> Work to be completed
Write out every line of the listing below word for word, leaving the pictures out of your copy.

> Exercise data
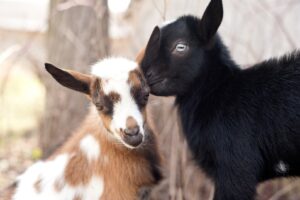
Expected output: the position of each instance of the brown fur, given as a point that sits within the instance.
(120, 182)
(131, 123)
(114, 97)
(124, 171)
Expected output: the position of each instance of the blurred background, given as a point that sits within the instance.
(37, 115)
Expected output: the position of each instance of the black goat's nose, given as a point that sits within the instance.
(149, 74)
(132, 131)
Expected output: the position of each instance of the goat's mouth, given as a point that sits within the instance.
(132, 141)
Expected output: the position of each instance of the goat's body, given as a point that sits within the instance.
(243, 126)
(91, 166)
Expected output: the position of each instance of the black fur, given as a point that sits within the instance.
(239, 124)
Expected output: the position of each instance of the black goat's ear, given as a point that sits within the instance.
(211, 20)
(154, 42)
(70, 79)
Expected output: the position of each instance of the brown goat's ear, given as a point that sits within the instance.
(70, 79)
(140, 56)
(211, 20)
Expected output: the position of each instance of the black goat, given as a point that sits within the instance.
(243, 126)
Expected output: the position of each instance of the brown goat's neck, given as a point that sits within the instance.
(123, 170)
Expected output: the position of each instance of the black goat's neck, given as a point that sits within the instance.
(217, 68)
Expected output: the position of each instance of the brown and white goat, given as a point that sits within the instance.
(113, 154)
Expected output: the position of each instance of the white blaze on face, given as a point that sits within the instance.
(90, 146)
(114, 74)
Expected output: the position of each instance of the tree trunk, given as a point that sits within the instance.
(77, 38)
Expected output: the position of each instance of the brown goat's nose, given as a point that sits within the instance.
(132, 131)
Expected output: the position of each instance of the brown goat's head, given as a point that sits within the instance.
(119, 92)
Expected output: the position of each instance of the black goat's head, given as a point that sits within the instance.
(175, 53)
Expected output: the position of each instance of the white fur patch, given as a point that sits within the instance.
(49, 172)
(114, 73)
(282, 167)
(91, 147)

> Response to this task
Expected output: the position of each instance of the brown fur, given as a point that sits within the instance.
(120, 182)
(131, 123)
(114, 97)
(124, 171)
Expected output: the position of each instance of the blurred background, given as a point that sits within the instance.
(37, 115)
Expected output: the position of each instance of the black goat's nose, given as a point that sits within the instance.
(149, 74)
(132, 131)
Expected output: the position of each instance of the goat's mouth, given as a point that sits within the instance.
(132, 141)
Expected output: the position of each instance of the goat's body, given as a point that sits within the instance.
(243, 126)
(91, 166)
Expected output: the position of each instance of the black fur, given as a point that sits within the instance.
(239, 124)
Expected output: the position of each instance of the black goat's ear, given as a point that sits within the instance.
(211, 20)
(154, 42)
(70, 79)
Expected output: the position of each instance of the brown goat's ear, given as a point that sits within the instance.
(70, 79)
(140, 56)
(211, 20)
Expected output: the position of each instance of the black goat, given as a point that sits within the instance.
(243, 126)
Expected output: the position of each instance of the brown goat's neck, given as a point that sits within the instance.
(123, 170)
Expected output: the position of each instance of the black goat's neck, given as a point that sits within the instance.
(217, 68)
Expected output: the position of each instance of the brown and white goat, given as a point that sits within the instance.
(113, 154)
Expected output: the position of each instance of the white blaze on face, given as a point that sits within the instance.
(90, 146)
(114, 74)
Expected output: the position of each instance of the tree trunk, given as a point that sits within the instance.
(77, 38)
Expected output: the position of each instance of the brown goat's nose, given as a point that sits within the instance.
(132, 131)
Expected output: the position of each instance of the brown goat's head, given as a point that sits within the instance.
(119, 92)
Expected output: the position of each instance of the black goat's head, given as a point that sits within the instance.
(175, 53)
Expected output: the position of each instance of the white fur patch, given as a point that sits within the instance.
(49, 172)
(114, 73)
(282, 167)
(91, 147)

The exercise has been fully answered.